■ **Written task**
Rewrite the listing below, changing every "heavily occluded" to "partly hidden" and keeping everything else identical.

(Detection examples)
====================
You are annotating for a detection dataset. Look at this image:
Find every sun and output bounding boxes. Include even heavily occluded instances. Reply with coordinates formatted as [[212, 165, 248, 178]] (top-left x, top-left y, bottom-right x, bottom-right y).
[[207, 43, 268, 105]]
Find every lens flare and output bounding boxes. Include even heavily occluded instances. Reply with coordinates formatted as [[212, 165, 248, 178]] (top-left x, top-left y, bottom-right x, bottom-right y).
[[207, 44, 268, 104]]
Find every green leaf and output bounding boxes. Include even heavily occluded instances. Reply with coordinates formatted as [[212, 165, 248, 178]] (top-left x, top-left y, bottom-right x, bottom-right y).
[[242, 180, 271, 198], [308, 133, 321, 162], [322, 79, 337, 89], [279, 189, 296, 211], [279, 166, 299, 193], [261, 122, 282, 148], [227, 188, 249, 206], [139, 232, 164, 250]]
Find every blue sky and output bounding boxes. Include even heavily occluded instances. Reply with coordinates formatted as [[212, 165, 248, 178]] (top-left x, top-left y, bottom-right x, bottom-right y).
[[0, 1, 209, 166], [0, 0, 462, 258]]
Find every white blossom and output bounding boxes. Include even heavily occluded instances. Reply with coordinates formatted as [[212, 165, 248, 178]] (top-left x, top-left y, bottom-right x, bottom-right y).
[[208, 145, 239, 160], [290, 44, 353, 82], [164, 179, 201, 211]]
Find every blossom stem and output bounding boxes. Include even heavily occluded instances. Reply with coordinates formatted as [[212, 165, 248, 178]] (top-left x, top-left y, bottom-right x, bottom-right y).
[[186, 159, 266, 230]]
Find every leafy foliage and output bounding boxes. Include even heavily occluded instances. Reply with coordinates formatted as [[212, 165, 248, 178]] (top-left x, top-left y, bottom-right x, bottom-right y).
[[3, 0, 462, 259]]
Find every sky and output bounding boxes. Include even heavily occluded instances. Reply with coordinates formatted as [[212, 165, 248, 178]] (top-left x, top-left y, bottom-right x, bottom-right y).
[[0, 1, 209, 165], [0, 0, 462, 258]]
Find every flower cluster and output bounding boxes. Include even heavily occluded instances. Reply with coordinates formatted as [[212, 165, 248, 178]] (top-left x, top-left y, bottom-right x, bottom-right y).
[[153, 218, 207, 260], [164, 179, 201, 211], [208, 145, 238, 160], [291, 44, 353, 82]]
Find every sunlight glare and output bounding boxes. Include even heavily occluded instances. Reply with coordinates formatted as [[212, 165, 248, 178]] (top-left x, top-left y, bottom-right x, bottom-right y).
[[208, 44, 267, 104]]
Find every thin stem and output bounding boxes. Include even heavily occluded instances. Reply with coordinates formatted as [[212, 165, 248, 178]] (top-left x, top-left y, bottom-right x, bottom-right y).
====================
■ **The result**
You are annotating for a detection dataset. Look at this image:
Find every sun and output bounding boxes. Include even partly hidden instances. Reply with coordinates formatted as [[212, 165, 248, 178]] (top-left x, top-left y, bottom-right x, bottom-right y).
[[207, 43, 268, 105]]
Find every lens flare and output bounding boxes. Include even partly hidden instances. Reply with coordinates formatted as [[212, 165, 248, 178]] (top-left x, top-left y, bottom-right x, bottom-right y).
[[207, 44, 268, 104]]
Find every green leaf and output bounding boxes. Include even partly hidden instances. Reply with coordinates formatted as [[212, 165, 248, 178]] (top-left x, top-left y, bottom-right x, bottom-right y).
[[242, 180, 271, 198], [308, 133, 321, 162], [322, 79, 337, 89], [279, 189, 296, 211], [279, 166, 299, 193], [261, 122, 282, 148], [227, 188, 249, 206], [139, 232, 164, 250]]
Find every blue sky and output bounding boxes. Include even partly hidden instances. Reply with coordinates formatted as [[212, 165, 248, 178]] (top-left x, top-left y, bottom-right x, bottom-right y).
[[0, 1, 209, 166], [0, 0, 462, 258]]
Find every white blossom and output bounding boxes. Include even partly hidden instances. Reply with coordinates formatted as [[212, 165, 248, 178]] (top-left x, top-left y, bottom-right x, bottom-right y).
[[208, 145, 239, 160], [290, 44, 353, 82], [164, 179, 201, 211]]
Find every blossom stem and output bounding boxes. Include even partly hidden instances. Reply with coordinates formatted as [[212, 165, 248, 178]] (top-left x, top-left y, bottom-right x, bottom-right y).
[[186, 159, 266, 230]]
Find every leafy foliage and output bounding boxes. Include even partly hidden instances. Reply with coordinates formatted as [[212, 165, 248, 178]] (top-left x, top-left y, bottom-right x, bottom-right y).
[[3, 0, 462, 259]]
Find every sky and output bounding boxes. Include even partly hidden instances. Reply with coordinates formatted as [[212, 165, 248, 178]] (top-left x, top-left y, bottom-right x, bottom-right y).
[[0, 1, 209, 165], [0, 0, 462, 258]]
Find every flower cluster and output bounding boxes. Include even partly hidden instances. Reply with coordinates formatted as [[212, 165, 248, 178]] (top-left x, top-left y, bottom-right x, bottom-right y).
[[153, 218, 207, 260], [164, 179, 201, 211], [208, 145, 238, 160], [291, 44, 353, 82]]
Find every sunlight glare and output bounding boxes. Include even partly hidden instances. Reply with coordinates formatted as [[212, 165, 248, 178]] (top-left x, top-left y, bottom-right x, bottom-right y).
[[208, 44, 267, 104]]
Find every thin stem and output bounding boxes. Include even partly hidden instances. Reply with coordinates formatted as [[212, 165, 248, 178]] (top-left x, top-left y, bottom-right x, bottom-right y).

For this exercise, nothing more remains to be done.